### [WHAT YOU NEED TO DO]
**A.** Reproduce the following range of the Spirit Airlines pilot pay article, from "The Air Line" to "for the deal.".
**B.** Resume the Spirit Airlines pilot pay article, starting after its final sentence.

### [SUPPLIED TEXT]
▶

© Reuters. A logo of low cost carrier Spirit Airlines is pictured on an Airbus plane in Colomiers near Toulouse, France, November 6, 2018. REUTERS/Regis Duvignau/File Photo
By Rajesh Kumar Singh
CHICAGO (Reuters) -Spirit Airlines has offered as much as a 43% cumulative weighted average pay raise to its pilots over two years, according to a union memo seen by Reuters.
The deal is yet more evidence of the bargaining power pilots are enjoying as carriers staff up to meet booming travel demand. It comes a week after Delta Air Lines (NYSE:) offered a 34% cumulative pay increase to its pilots over three years in a new contract.
In a memo sent out to its members on Friday, Spirit’s pilot union said the deal will result in a 43% cumulative weighted average pay raise for first officer and a 25% wage increase for captain over two years. Overall, it would lead to a 34% cumulative weighted average increase in pay rates for Spirit pilots, the memo said.
The Air Line Pilots Association (ALPA), which represents pilots at the ultra-low-cost carrier, said the new contract agreement represents an economic gain of $463 million or 27% over the next two years for the pilots.
If ratified by the pilots, the two-year agreement will become effective on Jan. 1. A date for a union member vote on the offer was not immediately known. The pilot union has planned roadshows between Dec. 14-20 to generate support for the deal.

◀

### [GIVEN INFORMATION]

▶

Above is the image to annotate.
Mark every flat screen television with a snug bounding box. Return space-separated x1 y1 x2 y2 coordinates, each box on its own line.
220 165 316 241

◀

### [RESPONSES IN ORDER]
**A.**
The Air Line Pilots Association (ALPA), which represents pilots at the ultra-low-cost carrier, said the new contract agreement represents an economic gain of $463 million or 27% over the next two years for the pilots.
If ratified by the pilots, the two-year agreement will become effective on Jan. 1. A date for a union member vote on the offer was not immediately known. The pilot union has planned roadshows between Dec. 14-20 to generate support for the deal.

**B.**
The proposed contract also provides for higher training pay and increased contribution to 401(k). ALPA said the deal involves “zero concessions” on the part of Spirit pilots.
“This agreement…stands in stark contrast to previous bargaining cycles at Spirit and other large jet carriers, where pilots have endured years of stagnating compensation while negotiating comprehensive pilot contracts,” said Spirit’s pilot union head Ryan Muller.
ALPA said the proposed contract will cover 3100 Spirit pilots.
Spirit didn’t respond to a request for comments.
After reducing headcount by thousands during the depths of the pandemic, airlines are grappling with a shortage of pilots, enhancing the bargaining power of workers.
Analysts at Jefferies estimate the United States is short of 10,000 pilots. This supply-demand gap is projected to last until 2027.
In July, Spirit agreed to sell itself to JetBlue Airways (NASDAQ:) Corp in a $3.8 billion deal, which is expected to close no later than the first half of 2024. While Spirit’s shareholders have approved the merger, the fate of the deal hinges on securing regulatory approvals.